__Aufgaben__
1. Übertragen Sie den Satz „Wir sind darauf angewiesen, dass unsere Enkelkinder uns vergeben.“ aus dem Textauszug über das Erbe an die Nachkommen ins Englische.
2. Welcher Prophet wird im Textauszug über das Erbe an die Nachkommen zitiert?
3. Führen Sie den Textauszug über das Erbe an die Nachkommen im Anschluss an seinen letzten Satz weiter.

__Textauszug__
========================================================================
Reines Wasser und gute Erde sind gesucht

Ich bin achtzig Jahre alt und habe Kinder und Enkel. Es ist die Zeit der kurzen Frist und der Bussfrage: Was werde ich meinen Enkeln vermachen? Was habe ich ihnen vorenthalten? Ich frage nicht, was ich ihnen an Hab und Gut hinterlasse, sondern welche Welt unsere Nachkommen von uns erben:

  • Werden sie reines Wasser zum Trinken haben?
  • Haben wir die Böden so überdüngt und zerstört, dass sie krank werden an den Früchten der Erde?
  • Haben wir ihre Landschaften so zersiedelt, dass sie den Trost der Natur nicht mehr kennen?
  • Hinterlassen wir ihnen eine bewohnbare Stätte?

Die Sünde der Vorfahren

«Unsere Vorfahren haben gesündigt. Sie sind nicht mehr, aber wir tragen ihre Schuld», klagt der Prophet Jeremia. Wir sind darauf angewiesen, dass unsere Enkelkinder uns vergeben. Wir stehen in ihrer Schuld. Sie erben unsere Schulden. Das zu wissen, ist die beste Voraussetzung, mit ihnen in Frieden zu leben.

In archaischen Gesellschaften, in denen die Alten ungeschützt und der Gnade der Jungen ausgeliefert waren, haben die ethischen Gebote für sie plädiert. «Ehre deinen Vater und deine Mutter, auf dass du lange lebst auf dem Boden, den der Ewige, dein Gott, dir gibt», heisst es in den Zehn Geboten der hebräischen Bibel.
========================================================================
__Bereitgestellte Daten__
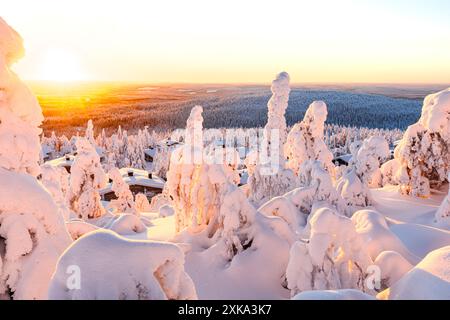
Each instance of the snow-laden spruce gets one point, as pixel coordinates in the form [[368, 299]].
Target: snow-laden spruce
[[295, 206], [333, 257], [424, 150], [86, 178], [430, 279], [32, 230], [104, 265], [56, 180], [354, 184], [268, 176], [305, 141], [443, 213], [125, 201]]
========================================================================
__Lösungen je Aufgabe__
1. We depend on our grandchildren forgiving us.

2. Der Prophet Jeremia.

3.
In unserer Zeit, in der die Zukunft der kommenden Generationen so ungewiss ist, soll es heissen:

Ehre deine Kinder und Kindeskinder,  die der Ewige dir gegeben hat, dass sie eine Erde finden, auf der sie atmen und arbeiten können; auf der sie glücklich sein und Gott anbeten können! Sorge für sie und führe nicht Krieg gegen deine eigenen Nachkommen!

«Es gibt keine fremden Kinder»

Sorge ist eines der schönsten Wörter unserer Sprache und eine der schönsten Fähigkeiten des eigenen Herzens. Die Bibel warnt allerdings vor der Sorge, die sich auf das eigene Wohl beschränkt.

Ein Mensch ist ein Wesen, das die Namen seiner Grosseltern kennt und für seine Enkelkinder sorgt, der also nicht in der Selbstbesorgung erstickt. Diese Sorge aber ist unteilbar. Sie unterscheidet nicht mehr zwischen den eigenen Kindern und den fremden.

Eine Frau hat mir einen Traum erzählt: Sie sah die streunenden Strassenkinder von Bogotà. Sie hungerten, froren, stahlen und boten sich zur Prostitution an. Plötzlich

nahmen diese geschundenen Kinder das Gesicht ihrer eigenen Kinder an. «Da habe ich gewusst, es gibt keine fremden Kinder», sagte sie. Die Sorge, die ihren Namen verdient, überschreitet die Grenzen der natürlichen Verbundenheit.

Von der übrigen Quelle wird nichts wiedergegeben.